§ **Exercise instructions**
An exact repetition of the data is required; no picture should appear in it.

'''

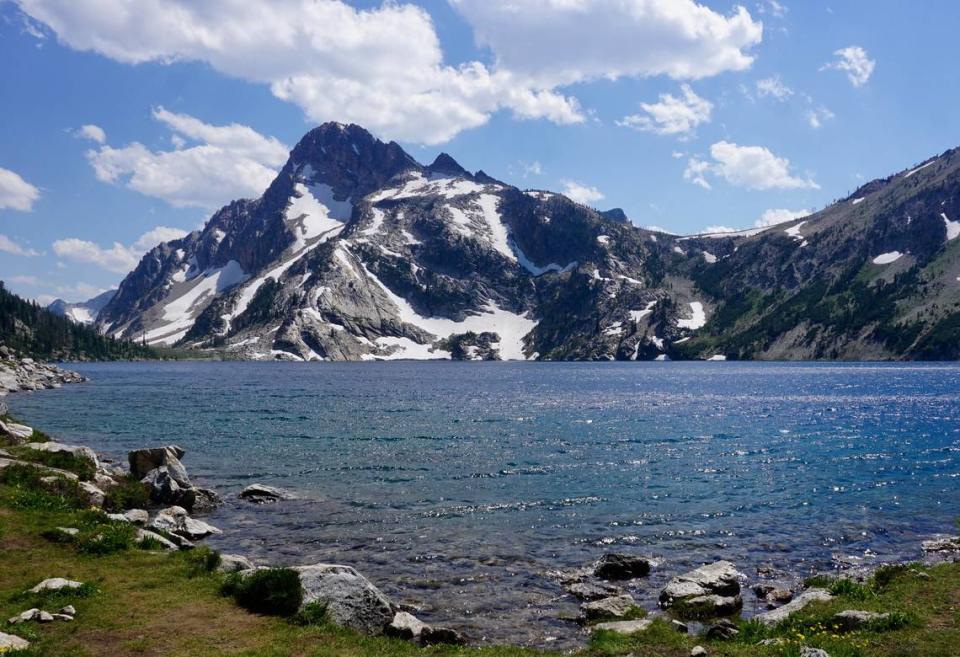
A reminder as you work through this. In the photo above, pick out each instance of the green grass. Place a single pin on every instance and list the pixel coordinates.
(137, 603)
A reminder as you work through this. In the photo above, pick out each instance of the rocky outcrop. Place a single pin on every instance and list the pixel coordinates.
(349, 598)
(175, 520)
(166, 478)
(19, 374)
(710, 590)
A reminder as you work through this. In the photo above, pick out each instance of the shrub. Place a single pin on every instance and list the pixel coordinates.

'''

§ **Worked solution**
A reminder as you work through this. In the photo above, pick out each instance of the green grass. Place a single pin on every instance and list the pixel coordinates.
(137, 603)
A reminder as you work through this. In the photo above, pick out each instance of the rocky outcrop. Place a single pin on every instance and list the pixel coordinates.
(349, 598)
(175, 520)
(166, 478)
(19, 374)
(710, 590)
A reminder as you work through this. In the photo above, pick out each instance of the shrub. Place a single pin on every instance and list the pixel coordinates.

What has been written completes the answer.